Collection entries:
........

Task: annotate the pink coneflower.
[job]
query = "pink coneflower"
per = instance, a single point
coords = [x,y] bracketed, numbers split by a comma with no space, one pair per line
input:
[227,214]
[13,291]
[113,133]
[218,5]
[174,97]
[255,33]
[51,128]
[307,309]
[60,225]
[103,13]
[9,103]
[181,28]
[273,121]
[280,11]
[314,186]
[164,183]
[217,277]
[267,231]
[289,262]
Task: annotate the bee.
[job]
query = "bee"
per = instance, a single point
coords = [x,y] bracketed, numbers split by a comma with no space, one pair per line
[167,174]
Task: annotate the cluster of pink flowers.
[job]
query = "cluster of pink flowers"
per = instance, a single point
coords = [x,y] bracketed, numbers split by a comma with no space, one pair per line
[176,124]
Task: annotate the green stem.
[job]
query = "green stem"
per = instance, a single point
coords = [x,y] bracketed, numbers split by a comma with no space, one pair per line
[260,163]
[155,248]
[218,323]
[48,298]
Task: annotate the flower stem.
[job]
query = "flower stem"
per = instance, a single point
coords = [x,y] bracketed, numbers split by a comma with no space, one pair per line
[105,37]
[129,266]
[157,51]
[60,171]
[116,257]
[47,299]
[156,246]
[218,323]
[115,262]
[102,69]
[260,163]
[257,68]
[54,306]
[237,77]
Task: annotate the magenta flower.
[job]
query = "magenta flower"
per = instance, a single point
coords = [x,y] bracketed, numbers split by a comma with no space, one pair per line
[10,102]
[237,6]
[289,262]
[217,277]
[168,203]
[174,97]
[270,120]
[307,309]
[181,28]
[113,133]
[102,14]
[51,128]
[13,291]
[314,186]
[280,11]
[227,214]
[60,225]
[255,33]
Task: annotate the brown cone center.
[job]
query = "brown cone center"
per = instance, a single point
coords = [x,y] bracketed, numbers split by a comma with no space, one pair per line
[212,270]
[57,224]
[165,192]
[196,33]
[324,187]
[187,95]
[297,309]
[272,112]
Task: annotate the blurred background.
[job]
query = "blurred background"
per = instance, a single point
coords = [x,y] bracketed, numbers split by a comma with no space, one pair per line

........

PROBLEM DETAILS:
Write out the data a second time, exactly the same.

ANSWER FOR THE TASK:
Task: annotate the pink coneflower.
[job]
query = "pink coneflower"
per = instance, a single point
coords = [x,y] bracketed, numbers split by a comma with no space, one pair per line
input:
[227,214]
[13,291]
[113,133]
[218,5]
[174,97]
[255,33]
[51,128]
[307,309]
[60,225]
[103,13]
[9,103]
[181,28]
[273,121]
[280,11]
[314,186]
[164,183]
[217,277]
[267,231]
[289,262]
Task: annotate the bee.
[job]
query = "bee"
per = instance, a single point
coords = [x,y] bracketed, numbers split by a comma with no space, one pair per line
[167,174]
Task: annotate the cluster of pink flowers.
[job]
query = "cluster of pink flowers"
per = instance, a single point
coords = [x,y] bracketed, numbers split by a comma with no space, one pair per line
[176,124]
Task: annotate the green stem.
[job]
query = "green stem"
per = instance, a single point
coords = [x,y] bracketed, numbers split by a comma with no space, one pair per line
[260,163]
[155,248]
[218,323]
[48,298]
Task: annotate the flower stem.
[job]
query = "flower stem"
per = instance, a single point
coords = [x,y] bracketed, numbers split by a comma with no space, one pair per line
[105,37]
[129,266]
[157,51]
[60,171]
[116,257]
[47,299]
[156,246]
[218,323]
[115,262]
[102,69]
[260,163]
[257,68]
[54,306]
[237,77]
Task: annotate the magenta flower.
[job]
query = "magenta flower"
per = instance, a single point
coords = [x,y] bracketed, numbers split by a comma with no space, one pair per line
[10,102]
[237,6]
[289,262]
[217,277]
[168,203]
[174,97]
[270,120]
[307,309]
[181,28]
[113,133]
[102,14]
[51,128]
[13,291]
[314,186]
[280,11]
[227,214]
[60,225]
[255,33]
Task: annotate the brown cone center.
[job]
query = "brown cone center"
per = instance, a single point
coords = [x,y] bracketed, numbers split by a comma with no space, one pair per line
[212,270]
[57,224]
[165,192]
[196,33]
[324,187]
[187,95]
[297,309]
[272,112]
Task: annotate the blurred background.
[job]
query = "blurred background"
per = instance, a single point
coords = [x,y] bracketed, numbers split by a comma with no space, one pair per line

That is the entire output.